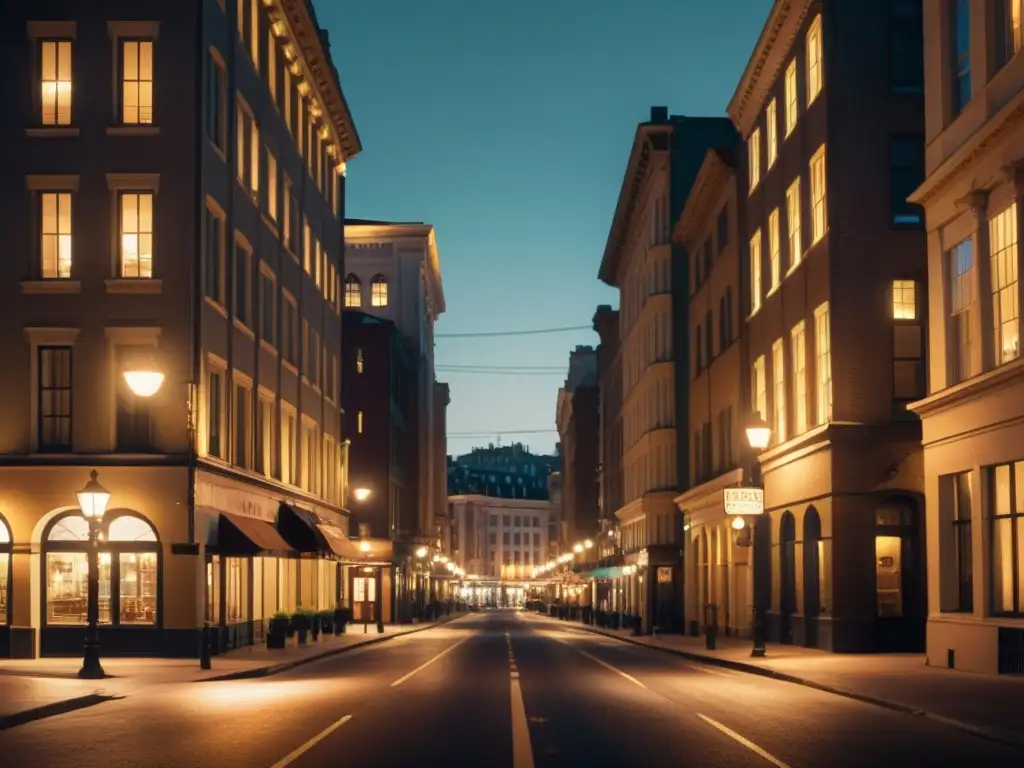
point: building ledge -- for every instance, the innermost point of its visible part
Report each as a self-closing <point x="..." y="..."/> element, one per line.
<point x="971" y="389"/>
<point x="64" y="131"/>
<point x="51" y="286"/>
<point x="134" y="286"/>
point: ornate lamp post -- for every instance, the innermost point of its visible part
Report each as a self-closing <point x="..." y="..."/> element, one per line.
<point x="92" y="501"/>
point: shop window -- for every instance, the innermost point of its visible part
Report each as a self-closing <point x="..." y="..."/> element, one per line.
<point x="129" y="571"/>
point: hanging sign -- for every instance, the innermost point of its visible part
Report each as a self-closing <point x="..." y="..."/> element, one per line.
<point x="743" y="501"/>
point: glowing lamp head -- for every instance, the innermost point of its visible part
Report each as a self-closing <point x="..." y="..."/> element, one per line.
<point x="758" y="434"/>
<point x="143" y="383"/>
<point x="93" y="498"/>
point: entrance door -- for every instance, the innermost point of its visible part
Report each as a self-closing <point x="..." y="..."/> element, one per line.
<point x="364" y="599"/>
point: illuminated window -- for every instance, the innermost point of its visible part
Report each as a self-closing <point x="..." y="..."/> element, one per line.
<point x="794" y="222"/>
<point x="778" y="391"/>
<point x="760" y="389"/>
<point x="136" y="82"/>
<point x="798" y="343"/>
<point x="814" y="67"/>
<point x="822" y="354"/>
<point x="56" y="82"/>
<point x="754" y="158"/>
<point x="136" y="235"/>
<point x="378" y="291"/>
<point x="55" y="235"/>
<point x="792" y="100"/>
<point x="774" y="250"/>
<point x="1006" y="309"/>
<point x="819" y="213"/>
<point x="904" y="299"/>
<point x="756" y="271"/>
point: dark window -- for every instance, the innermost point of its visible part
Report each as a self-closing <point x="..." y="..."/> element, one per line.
<point x="214" y="243"/>
<point x="1007" y="504"/>
<point x="962" y="542"/>
<point x="906" y="46"/>
<point x="54" y="398"/>
<point x="960" y="25"/>
<point x="906" y="172"/>
<point x="723" y="228"/>
<point x="216" y="123"/>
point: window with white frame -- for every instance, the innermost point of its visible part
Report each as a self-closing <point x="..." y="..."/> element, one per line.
<point x="1006" y="309"/>
<point x="778" y="393"/>
<point x="798" y="344"/>
<point x="774" y="251"/>
<point x="794" y="221"/>
<point x="819" y="204"/>
<point x="55" y="81"/>
<point x="822" y="364"/>
<point x="814" y="67"/>
<point x="55" y="235"/>
<point x="754" y="158"/>
<point x="961" y="292"/>
<point x="792" y="99"/>
<point x="760" y="389"/>
<point x="756" y="271"/>
<point x="136" y="233"/>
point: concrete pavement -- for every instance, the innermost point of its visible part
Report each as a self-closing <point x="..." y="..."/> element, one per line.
<point x="987" y="706"/>
<point x="449" y="696"/>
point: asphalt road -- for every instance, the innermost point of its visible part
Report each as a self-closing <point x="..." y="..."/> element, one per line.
<point x="495" y="690"/>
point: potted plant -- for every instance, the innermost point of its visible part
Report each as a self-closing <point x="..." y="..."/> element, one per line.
<point x="301" y="623"/>
<point x="276" y="635"/>
<point x="326" y="621"/>
<point x="342" y="615"/>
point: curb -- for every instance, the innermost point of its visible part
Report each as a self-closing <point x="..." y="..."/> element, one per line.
<point x="276" y="669"/>
<point x="51" y="710"/>
<point x="1009" y="738"/>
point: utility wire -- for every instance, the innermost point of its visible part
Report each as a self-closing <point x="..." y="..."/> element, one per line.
<point x="532" y="332"/>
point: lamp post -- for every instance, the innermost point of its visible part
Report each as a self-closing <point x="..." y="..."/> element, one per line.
<point x="758" y="437"/>
<point x="92" y="501"/>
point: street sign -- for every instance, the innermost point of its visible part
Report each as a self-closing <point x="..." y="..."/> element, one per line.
<point x="743" y="501"/>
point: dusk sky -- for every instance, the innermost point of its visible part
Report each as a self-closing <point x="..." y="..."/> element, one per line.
<point x="508" y="126"/>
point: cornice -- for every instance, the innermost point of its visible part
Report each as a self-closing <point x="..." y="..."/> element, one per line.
<point x="770" y="52"/>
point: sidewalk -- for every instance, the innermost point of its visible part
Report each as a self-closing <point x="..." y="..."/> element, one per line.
<point x="988" y="706"/>
<point x="31" y="689"/>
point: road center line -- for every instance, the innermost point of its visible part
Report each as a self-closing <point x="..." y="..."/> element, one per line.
<point x="743" y="740"/>
<point x="291" y="758"/>
<point x="422" y="667"/>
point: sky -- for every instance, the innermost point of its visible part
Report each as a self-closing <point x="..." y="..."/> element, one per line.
<point x="508" y="125"/>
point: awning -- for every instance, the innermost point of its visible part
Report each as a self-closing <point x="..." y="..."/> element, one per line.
<point x="247" y="536"/>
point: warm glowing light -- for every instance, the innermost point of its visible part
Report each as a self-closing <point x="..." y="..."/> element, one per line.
<point x="143" y="383"/>
<point x="92" y="499"/>
<point x="758" y="434"/>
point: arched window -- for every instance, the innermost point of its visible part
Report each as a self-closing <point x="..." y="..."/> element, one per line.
<point x="353" y="291"/>
<point x="378" y="291"/>
<point x="129" y="570"/>
<point x="5" y="580"/>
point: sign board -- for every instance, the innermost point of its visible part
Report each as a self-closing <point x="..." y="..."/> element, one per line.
<point x="743" y="501"/>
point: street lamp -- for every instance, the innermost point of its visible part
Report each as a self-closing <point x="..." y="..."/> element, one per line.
<point x="92" y="501"/>
<point x="758" y="436"/>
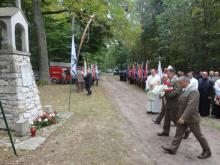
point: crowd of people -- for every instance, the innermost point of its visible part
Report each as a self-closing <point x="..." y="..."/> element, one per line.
<point x="86" y="78"/>
<point x="207" y="83"/>
<point x="182" y="99"/>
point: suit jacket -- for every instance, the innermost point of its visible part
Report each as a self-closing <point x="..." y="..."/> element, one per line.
<point x="172" y="98"/>
<point x="189" y="106"/>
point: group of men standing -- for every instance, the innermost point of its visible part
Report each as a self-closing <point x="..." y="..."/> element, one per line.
<point x="86" y="80"/>
<point x="181" y="103"/>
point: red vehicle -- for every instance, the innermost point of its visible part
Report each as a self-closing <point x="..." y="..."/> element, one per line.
<point x="59" y="73"/>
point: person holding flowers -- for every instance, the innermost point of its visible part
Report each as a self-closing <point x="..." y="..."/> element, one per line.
<point x="172" y="97"/>
<point x="153" y="99"/>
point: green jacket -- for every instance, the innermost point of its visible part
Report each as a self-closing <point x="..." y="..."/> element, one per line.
<point x="189" y="106"/>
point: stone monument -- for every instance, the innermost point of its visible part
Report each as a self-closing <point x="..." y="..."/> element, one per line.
<point x="18" y="90"/>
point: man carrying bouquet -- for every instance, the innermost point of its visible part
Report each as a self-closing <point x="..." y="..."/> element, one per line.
<point x="153" y="99"/>
<point x="165" y="81"/>
<point x="172" y="97"/>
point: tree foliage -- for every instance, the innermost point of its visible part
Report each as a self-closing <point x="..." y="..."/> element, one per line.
<point x="185" y="33"/>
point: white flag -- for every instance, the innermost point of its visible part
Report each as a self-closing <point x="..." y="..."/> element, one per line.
<point x="73" y="58"/>
<point x="159" y="69"/>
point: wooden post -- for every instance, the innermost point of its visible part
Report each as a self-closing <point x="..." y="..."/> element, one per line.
<point x="84" y="34"/>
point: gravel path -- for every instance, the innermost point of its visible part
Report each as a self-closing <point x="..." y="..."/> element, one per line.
<point x="131" y="101"/>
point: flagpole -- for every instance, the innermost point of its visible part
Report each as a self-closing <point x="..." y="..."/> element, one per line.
<point x="84" y="34"/>
<point x="70" y="89"/>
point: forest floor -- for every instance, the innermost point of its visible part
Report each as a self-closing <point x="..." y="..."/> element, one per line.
<point x="111" y="127"/>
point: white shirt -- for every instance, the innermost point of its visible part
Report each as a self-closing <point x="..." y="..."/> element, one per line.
<point x="194" y="83"/>
<point x="152" y="81"/>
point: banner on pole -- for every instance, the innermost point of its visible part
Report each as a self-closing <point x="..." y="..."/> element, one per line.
<point x="73" y="58"/>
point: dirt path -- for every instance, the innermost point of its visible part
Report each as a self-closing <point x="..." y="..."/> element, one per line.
<point x="110" y="128"/>
<point x="132" y="103"/>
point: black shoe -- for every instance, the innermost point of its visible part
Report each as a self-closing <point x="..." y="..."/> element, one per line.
<point x="169" y="150"/>
<point x="205" y="155"/>
<point x="162" y="134"/>
<point x="156" y="122"/>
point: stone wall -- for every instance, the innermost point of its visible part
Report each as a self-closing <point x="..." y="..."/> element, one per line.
<point x="20" y="99"/>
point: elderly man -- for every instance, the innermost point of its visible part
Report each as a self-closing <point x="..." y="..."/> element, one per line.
<point x="194" y="82"/>
<point x="171" y="97"/>
<point x="165" y="81"/>
<point x="216" y="101"/>
<point x="80" y="80"/>
<point x="206" y="92"/>
<point x="153" y="101"/>
<point x="188" y="116"/>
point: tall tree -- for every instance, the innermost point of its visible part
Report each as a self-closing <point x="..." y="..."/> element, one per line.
<point x="41" y="41"/>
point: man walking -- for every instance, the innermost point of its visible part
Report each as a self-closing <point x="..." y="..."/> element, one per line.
<point x="165" y="81"/>
<point x="188" y="116"/>
<point x="206" y="91"/>
<point x="80" y="80"/>
<point x="88" y="82"/>
<point x="171" y="97"/>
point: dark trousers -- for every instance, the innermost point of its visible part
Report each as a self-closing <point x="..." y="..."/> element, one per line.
<point x="162" y="113"/>
<point x="97" y="82"/>
<point x="88" y="89"/>
<point x="196" y="130"/>
<point x="80" y="86"/>
<point x="170" y="115"/>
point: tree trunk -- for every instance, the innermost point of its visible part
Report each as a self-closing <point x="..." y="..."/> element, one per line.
<point x="41" y="41"/>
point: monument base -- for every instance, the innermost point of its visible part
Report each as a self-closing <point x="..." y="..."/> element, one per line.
<point x="18" y="90"/>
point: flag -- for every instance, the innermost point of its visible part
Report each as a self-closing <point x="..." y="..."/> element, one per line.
<point x="97" y="70"/>
<point x="133" y="72"/>
<point x="136" y="72"/>
<point x="146" y="70"/>
<point x="140" y="71"/>
<point x="159" y="69"/>
<point x="73" y="58"/>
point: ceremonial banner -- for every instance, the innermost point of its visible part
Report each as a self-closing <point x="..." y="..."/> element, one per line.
<point x="73" y="58"/>
<point x="146" y="70"/>
<point x="85" y="67"/>
<point x="159" y="69"/>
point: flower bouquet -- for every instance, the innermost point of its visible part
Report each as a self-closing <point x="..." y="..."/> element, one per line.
<point x="46" y="119"/>
<point x="157" y="90"/>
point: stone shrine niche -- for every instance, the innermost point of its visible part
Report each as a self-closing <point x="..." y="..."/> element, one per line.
<point x="18" y="90"/>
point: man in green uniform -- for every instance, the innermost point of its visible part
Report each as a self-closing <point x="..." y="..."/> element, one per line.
________________________
What to produce ::
Every line from the one containing "point: ceremonial banner" through the last line of the entries must be written out verbatim, and no other line.

Reply to the exercise ::
point: ceremonial banner -- for every instance, the innermost point of its visible part
Report each as a self-closing <point x="..." y="..."/> element, one per line.
<point x="73" y="58"/>
<point x="146" y="70"/>
<point x="85" y="67"/>
<point x="159" y="69"/>
point: flower bouquet -- for every instance, the innermost point of its visible part
Report each as a self-closing <point x="..." y="..."/> element, one per line.
<point x="46" y="119"/>
<point x="157" y="90"/>
point: stone shrine niche -- for every instance, the innermost point of its visible part
Report each as a self-closing <point x="..." y="..."/> element, one per line.
<point x="18" y="90"/>
point: man in green uniform -- for every instance, the innermost point of its visible part
Report each as a self-closing <point x="..." y="..."/> element, one per line.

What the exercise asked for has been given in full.